[Records pointing to named objects]
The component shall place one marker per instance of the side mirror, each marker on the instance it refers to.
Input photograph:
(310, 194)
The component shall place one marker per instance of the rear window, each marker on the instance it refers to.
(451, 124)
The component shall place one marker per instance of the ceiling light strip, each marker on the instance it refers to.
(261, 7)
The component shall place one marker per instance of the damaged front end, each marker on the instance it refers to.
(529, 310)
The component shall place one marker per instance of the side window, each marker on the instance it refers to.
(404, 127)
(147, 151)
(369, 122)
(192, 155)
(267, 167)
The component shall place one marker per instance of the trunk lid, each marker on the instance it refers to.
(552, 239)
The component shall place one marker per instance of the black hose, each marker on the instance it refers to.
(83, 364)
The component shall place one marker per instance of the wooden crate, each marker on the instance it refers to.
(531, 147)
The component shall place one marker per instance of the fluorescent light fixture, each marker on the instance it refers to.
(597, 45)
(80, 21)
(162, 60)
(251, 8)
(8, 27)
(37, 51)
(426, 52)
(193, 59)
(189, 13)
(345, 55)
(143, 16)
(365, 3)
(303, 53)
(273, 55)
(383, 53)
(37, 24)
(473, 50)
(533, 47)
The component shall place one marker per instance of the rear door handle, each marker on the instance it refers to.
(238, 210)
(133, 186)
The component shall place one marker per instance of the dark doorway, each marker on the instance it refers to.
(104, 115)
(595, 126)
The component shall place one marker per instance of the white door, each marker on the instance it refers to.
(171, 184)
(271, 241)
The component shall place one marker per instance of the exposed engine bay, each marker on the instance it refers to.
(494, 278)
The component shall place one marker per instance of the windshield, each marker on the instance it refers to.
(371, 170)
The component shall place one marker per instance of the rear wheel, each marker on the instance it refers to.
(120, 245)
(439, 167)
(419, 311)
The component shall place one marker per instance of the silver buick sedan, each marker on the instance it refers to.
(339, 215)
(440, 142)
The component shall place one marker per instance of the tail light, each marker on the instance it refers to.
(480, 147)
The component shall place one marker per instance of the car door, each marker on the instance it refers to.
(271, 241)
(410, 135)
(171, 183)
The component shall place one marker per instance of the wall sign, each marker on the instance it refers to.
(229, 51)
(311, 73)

▸ Task statement: Reproduce verbatim the lines of the records from the line containing "The component shall place one marker per instance of the car" through the final line of the records, both included.

▸ The response:
The component shall place one marker per instance of the car door, each marker on the instance it refers to.
(271, 241)
(410, 135)
(171, 183)
The component shall place one marker per instance of the wall sign, each marker on the instance it refers to.
(229, 51)
(311, 73)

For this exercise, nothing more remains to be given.